__Given passage__.
The James Bond movies have always been must-see blockbusters. Huge audiences always turn up to see the iconic gentleman spy’s globetrotting adventures. The Roger Moore-starring Moonraker cashed in on the post-Star Wars sci-fi trend. Die Another Day outgrossed all of Pierce Brosnan’s previous Bond films despite receiving some of the worst reviews in the history of the franchise.
According to Box Office Mojo, some Bond actors’ movies made a lot more money than others. Sean Connery’s early films were some of the biggest blockbusters of the 1960s and Daniel Craig starred in the first Bond movie to gross more than $1 billion at the global box office.
6 George Lazenby – $64,600,000
George Lazenby only played 007 in one movie before Sean Connery returned to the role. Lazenby’s one and only Bond outing, On Her Majesty’s Secret Service, raked in $64,600,000 at the global box office. That’s not a huge figure by today’s box office standards, but in 1969 dollars, it was a massive blockbuster. It didn’t make as much money as Connery’s hit Bond films, but it was still one of the highest-grossing movies of the year.
Lazenby isn’t rated as one of the best Bond actors, but On Her Majesty’s Secret Service is often rated as one of the finest Bond films. It’s beautifully shot, expertly paced, and culminates in a subversive ending with one of the franchise’s most harrowing tragedies.
5 Timothy Dalton – $347,400,000
It’s hardly surprising that Timothy Dalton is ranked so low since he only ever played Bond in two movies. And, on top of that, The Living Daylights and especially its blood-soaked, revenge-driven sequel License to Kill were controversial for their dark and violent tone.
Dalton’s 007 was more faithful to Ian Fleming’s source material than any other actor’s take, but his cold-bloodedness wasn’t to every viewer’s taste. Plus, License to Kill was rated 15 by the BBFC – the only Bond film to receive that rating – which hurt its chances at the UK box office.
4 Sean Connery – $621,500,000
Connery’s Bond movies are quite low in the franchise’s box office ranking, but that’s only because of inflation. Dr. No and its sequels were among the biggest movies of the 1960s. The Bond series didn’t take a while to catch on like some movie franchises; right out of the gate, 007 was a beloved staple of the silver screen. From Goldfinger onwards, they all broke through the $100 million barrier, which was the $1 billion barrier of its day.

__What you need to do__.
According to the Bond box office text, which Bond film was the only one rated 15 by the BBFC? The records that come next are separate material and have no connection to the Bond box office text.

__Supplied data__.
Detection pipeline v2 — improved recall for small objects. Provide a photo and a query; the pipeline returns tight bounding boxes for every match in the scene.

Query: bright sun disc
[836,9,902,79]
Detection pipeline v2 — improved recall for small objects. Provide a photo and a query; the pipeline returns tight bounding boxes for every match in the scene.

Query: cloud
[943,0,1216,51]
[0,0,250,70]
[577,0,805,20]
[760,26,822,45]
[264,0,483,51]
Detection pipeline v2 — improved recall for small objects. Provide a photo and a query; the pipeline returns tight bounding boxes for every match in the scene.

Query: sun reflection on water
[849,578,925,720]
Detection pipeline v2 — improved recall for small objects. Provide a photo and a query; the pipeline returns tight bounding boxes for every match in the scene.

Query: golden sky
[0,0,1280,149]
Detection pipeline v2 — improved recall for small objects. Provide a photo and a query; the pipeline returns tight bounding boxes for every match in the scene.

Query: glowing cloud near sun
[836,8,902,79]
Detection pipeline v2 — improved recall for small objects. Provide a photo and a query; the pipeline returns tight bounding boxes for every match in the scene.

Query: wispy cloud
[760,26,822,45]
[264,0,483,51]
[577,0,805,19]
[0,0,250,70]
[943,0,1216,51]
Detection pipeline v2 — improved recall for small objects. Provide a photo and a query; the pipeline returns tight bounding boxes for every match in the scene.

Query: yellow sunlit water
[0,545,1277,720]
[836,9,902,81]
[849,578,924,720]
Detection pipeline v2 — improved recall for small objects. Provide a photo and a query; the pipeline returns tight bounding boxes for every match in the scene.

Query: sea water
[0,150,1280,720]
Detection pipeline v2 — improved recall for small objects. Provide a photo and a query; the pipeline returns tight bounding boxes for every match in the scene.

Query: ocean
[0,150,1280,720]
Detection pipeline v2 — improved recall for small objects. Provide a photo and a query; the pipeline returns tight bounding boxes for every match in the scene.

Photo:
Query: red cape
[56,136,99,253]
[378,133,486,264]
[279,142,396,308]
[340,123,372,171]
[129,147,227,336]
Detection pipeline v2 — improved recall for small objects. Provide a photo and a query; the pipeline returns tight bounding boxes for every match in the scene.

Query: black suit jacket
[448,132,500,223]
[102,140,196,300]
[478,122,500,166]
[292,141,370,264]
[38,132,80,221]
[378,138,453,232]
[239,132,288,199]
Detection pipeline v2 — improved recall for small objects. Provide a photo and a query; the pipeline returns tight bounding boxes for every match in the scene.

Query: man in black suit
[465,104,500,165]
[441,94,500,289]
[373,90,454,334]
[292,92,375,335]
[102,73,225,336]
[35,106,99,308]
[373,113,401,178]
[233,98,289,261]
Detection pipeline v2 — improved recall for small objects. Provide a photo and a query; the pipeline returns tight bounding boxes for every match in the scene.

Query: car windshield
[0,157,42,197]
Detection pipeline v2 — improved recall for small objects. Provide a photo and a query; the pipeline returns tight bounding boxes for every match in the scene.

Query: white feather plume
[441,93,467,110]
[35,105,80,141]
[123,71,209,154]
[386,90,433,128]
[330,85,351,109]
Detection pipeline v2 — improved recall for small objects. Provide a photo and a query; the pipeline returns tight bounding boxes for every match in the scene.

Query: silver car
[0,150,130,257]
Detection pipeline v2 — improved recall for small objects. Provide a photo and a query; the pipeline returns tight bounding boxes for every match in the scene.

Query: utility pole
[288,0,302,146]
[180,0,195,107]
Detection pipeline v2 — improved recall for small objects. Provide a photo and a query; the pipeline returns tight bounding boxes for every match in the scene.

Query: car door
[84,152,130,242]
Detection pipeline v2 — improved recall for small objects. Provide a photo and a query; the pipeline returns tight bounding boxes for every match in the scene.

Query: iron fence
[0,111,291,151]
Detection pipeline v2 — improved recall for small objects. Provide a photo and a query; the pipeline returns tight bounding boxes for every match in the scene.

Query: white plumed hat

__Response box__.
License to Kill was the only Bond film rated 15 by the BBFC.